• [Directions for this task] Pick out every row below that contains the word "bricks", and copy each one in full.

• [Given entries]
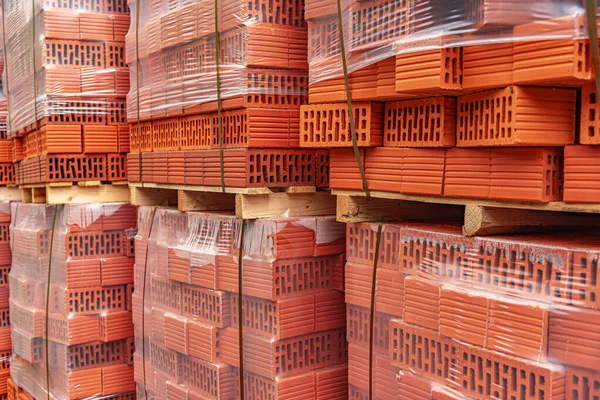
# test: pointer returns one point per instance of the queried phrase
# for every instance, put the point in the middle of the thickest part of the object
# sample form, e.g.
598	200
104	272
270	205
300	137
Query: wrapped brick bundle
197	338
190	97
71	283
472	318
66	81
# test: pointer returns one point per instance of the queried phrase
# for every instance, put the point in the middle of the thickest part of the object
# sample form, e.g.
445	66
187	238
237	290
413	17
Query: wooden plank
152	196
284	204
10	193
83	194
361	209
553	206
203	201
481	220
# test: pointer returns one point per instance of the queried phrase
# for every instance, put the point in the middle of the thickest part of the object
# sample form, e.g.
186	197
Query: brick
422	302
486	66
582	384
384	375
514	116
359	328
328	126
464	315
429	72
413	387
283	358
420	123
573	340
581	172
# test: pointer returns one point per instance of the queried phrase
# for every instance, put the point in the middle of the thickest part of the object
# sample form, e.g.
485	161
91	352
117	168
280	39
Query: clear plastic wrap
455	317
187	310
414	30
171	52
85	253
66	83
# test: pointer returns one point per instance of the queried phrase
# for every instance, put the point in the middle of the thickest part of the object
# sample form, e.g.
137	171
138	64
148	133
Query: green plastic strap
35	83
590	10
219	111
144	300
372	315
5	50
240	313
361	168
137	87
47	341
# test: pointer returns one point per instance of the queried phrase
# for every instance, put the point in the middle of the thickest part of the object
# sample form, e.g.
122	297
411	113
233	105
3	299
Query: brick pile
174	109
67	93
85	253
472	318
490	121
187	310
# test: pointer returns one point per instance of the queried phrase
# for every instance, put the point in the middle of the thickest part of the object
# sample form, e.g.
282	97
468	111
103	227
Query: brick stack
473	318
187	310
86	255
5	261
67	93
174	112
486	121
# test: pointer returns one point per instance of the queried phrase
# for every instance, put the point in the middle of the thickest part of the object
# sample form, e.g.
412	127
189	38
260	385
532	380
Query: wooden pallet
249	203
479	217
11	192
75	193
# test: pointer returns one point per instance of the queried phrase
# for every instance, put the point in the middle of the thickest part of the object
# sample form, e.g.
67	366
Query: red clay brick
328	126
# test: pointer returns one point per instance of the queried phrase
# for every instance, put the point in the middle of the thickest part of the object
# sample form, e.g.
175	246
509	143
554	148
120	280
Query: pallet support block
288	204
361	209
142	196
188	200
480	220
80	193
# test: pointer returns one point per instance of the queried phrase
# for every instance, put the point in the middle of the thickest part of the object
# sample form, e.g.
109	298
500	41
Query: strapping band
5	50
219	111
35	83
137	88
372	314
47	341
590	10
361	168
144	300
240	313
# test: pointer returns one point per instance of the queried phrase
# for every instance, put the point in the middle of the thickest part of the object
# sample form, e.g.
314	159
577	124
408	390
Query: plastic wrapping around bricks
72	273
505	317
187	309
66	83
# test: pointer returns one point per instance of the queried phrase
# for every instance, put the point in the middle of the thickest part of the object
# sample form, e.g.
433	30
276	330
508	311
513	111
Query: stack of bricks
187	308
67	94
5	261
473	318
71	284
7	169
485	121
262	69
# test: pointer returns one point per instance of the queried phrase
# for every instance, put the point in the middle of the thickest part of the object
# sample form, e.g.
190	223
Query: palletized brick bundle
86	254
261	73
187	310
476	318
66	94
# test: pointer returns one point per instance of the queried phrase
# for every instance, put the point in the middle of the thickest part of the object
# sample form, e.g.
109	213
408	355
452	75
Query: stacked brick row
71	284
260	75
187	309
472	318
494	121
66	83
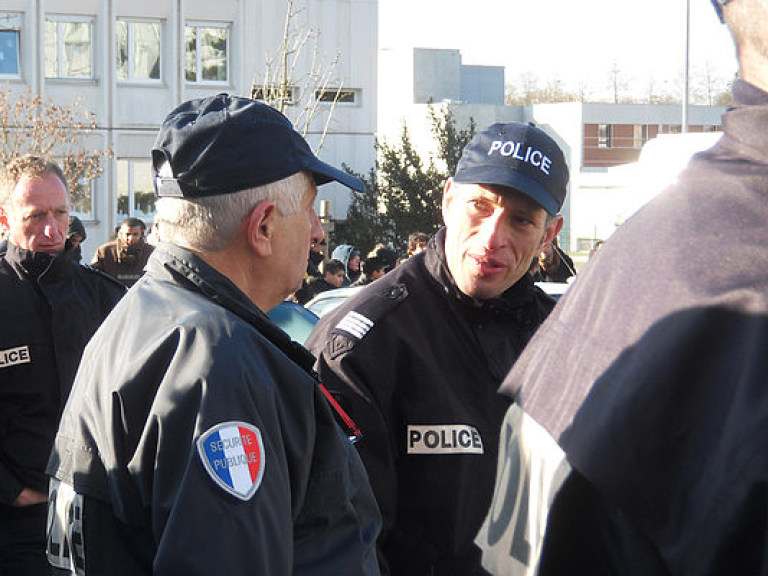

• [Solution]
Query: plastic wrapping around bricks
Query: stack of bricks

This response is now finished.